Input
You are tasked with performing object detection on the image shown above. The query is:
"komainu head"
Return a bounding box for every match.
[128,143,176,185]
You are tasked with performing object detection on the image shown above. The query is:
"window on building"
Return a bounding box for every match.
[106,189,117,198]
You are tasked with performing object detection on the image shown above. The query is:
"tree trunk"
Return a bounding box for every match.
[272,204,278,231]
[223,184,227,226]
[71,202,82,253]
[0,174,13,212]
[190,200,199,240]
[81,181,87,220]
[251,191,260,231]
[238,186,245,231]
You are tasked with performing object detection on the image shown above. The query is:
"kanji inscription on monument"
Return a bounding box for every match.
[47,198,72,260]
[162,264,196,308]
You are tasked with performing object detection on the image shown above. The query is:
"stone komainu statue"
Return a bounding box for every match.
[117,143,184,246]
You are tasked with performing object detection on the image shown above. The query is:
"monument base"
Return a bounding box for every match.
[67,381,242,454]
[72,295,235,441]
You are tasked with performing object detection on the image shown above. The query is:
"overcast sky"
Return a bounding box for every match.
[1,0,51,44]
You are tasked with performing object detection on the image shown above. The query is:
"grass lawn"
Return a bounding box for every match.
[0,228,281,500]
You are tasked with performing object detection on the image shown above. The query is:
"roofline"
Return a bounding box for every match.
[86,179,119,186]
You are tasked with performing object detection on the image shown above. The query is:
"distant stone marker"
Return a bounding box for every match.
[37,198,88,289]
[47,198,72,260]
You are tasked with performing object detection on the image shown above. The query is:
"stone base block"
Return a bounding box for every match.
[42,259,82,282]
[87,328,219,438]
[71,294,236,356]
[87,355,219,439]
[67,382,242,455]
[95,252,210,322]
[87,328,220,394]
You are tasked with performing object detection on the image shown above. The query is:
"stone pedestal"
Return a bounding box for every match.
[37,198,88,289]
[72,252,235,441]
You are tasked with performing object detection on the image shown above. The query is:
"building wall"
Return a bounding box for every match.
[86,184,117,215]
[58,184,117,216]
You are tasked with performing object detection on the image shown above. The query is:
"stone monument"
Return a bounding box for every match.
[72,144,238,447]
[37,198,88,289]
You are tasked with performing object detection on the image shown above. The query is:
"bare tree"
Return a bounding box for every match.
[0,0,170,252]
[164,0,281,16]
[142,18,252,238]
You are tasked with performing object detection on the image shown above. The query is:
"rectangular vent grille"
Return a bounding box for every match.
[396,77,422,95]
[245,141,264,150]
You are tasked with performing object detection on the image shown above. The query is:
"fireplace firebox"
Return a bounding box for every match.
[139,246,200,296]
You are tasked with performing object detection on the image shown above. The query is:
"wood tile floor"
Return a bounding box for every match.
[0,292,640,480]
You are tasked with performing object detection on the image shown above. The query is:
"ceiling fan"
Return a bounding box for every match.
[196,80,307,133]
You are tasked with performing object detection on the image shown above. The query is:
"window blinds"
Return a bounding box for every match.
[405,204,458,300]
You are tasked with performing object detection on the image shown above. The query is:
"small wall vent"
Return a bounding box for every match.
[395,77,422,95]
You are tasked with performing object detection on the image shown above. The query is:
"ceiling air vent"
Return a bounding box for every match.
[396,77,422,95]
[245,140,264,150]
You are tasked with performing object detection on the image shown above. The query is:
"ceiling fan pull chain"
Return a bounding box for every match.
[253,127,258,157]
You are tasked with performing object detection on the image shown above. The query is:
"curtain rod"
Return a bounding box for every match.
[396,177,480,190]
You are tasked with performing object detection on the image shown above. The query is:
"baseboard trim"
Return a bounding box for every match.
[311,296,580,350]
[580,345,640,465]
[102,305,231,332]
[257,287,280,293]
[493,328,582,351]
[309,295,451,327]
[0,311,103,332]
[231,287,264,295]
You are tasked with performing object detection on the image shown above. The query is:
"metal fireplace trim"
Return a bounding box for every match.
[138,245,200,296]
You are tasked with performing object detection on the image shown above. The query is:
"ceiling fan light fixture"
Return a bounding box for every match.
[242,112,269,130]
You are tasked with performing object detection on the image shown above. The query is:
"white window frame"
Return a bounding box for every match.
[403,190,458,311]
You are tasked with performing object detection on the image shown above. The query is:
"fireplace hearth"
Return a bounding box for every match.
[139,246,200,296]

Requirements
Copy out every line of the material above that contains the word "ceiling". Case counts, so match capitalization.

Exercise result
"ceiling fan"
"ceiling air vent"
"ceiling fan pull chain"
"ceiling fan light fixture"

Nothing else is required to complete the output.